(TASK PROMPT)
Count how many of the lines below contain the string "sleeve" with matching case, and reply with only that number.

(EXTRACTED MATERIAL)

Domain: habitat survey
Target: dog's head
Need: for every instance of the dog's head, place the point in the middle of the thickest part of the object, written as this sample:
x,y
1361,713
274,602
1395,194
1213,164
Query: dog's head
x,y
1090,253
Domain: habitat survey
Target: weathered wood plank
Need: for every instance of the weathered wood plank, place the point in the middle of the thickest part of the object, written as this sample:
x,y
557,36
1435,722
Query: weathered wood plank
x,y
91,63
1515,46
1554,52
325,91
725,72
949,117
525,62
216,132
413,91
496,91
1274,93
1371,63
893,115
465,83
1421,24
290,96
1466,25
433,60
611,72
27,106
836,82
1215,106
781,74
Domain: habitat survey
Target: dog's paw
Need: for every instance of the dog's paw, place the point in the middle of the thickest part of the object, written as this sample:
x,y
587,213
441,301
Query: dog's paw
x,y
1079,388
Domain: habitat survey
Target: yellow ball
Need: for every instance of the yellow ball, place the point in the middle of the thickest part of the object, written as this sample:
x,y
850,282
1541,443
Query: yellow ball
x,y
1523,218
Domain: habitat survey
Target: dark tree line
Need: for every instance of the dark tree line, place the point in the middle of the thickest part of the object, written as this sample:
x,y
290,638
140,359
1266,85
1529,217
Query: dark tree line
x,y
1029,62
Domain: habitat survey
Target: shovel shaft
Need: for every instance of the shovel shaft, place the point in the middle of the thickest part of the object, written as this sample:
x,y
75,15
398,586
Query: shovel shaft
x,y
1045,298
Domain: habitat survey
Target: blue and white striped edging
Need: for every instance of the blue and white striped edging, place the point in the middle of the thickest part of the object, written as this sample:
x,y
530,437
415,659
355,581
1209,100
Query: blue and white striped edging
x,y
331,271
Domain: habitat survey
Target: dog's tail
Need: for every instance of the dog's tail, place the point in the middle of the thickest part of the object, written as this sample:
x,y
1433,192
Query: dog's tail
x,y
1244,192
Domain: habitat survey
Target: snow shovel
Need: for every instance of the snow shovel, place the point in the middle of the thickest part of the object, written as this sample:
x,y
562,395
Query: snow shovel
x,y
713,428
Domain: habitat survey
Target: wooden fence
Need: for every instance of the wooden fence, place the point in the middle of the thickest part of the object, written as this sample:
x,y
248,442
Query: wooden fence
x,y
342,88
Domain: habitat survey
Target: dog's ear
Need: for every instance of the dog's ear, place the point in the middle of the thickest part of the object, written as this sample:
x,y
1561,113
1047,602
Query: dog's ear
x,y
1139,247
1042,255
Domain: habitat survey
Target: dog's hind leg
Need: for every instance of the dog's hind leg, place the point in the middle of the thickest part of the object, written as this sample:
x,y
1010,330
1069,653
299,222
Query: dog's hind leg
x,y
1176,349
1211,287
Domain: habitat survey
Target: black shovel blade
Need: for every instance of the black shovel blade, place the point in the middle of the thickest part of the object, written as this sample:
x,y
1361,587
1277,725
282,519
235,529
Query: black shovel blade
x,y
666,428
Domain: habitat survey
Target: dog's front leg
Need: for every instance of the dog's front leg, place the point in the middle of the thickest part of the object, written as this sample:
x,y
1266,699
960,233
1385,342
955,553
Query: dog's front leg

* * *

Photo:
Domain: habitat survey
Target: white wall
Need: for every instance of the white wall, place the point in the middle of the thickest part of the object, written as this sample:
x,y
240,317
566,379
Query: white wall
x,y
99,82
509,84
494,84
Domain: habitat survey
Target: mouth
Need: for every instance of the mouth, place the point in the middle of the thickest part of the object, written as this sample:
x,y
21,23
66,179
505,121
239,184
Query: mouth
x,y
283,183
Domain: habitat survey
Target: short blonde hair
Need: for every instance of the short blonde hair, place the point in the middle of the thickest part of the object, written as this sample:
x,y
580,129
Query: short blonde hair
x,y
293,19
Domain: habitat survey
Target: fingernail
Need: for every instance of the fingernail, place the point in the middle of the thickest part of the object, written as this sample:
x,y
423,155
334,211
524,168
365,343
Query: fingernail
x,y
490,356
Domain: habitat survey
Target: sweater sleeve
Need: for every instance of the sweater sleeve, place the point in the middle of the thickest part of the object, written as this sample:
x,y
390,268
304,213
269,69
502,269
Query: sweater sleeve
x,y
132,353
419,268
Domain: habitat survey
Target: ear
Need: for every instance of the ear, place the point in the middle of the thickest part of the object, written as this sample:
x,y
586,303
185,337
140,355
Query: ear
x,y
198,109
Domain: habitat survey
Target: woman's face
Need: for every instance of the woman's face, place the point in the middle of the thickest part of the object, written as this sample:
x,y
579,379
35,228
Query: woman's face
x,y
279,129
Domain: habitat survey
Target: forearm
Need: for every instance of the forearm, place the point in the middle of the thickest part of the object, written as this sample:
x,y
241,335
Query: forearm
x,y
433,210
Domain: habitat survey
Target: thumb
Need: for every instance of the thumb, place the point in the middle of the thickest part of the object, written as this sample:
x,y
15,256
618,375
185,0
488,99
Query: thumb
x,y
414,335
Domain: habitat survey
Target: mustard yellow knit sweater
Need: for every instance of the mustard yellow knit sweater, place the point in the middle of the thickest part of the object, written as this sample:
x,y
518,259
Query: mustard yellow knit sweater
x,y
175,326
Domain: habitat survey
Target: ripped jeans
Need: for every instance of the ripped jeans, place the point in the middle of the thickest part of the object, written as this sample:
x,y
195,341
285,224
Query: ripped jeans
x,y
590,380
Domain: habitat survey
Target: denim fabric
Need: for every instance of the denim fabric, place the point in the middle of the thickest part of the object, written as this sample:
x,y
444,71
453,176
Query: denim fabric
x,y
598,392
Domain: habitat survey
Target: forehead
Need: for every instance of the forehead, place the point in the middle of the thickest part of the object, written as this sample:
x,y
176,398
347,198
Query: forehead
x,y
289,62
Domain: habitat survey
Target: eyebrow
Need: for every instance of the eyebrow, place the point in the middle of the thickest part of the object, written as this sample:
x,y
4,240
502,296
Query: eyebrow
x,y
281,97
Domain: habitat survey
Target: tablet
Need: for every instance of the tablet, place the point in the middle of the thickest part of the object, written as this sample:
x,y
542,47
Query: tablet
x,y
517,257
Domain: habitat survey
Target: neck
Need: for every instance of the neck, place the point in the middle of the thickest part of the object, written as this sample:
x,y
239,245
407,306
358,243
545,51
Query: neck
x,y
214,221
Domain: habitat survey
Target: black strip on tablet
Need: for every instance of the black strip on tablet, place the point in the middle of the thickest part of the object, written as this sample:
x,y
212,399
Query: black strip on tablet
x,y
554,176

(FINISHED TASK)
3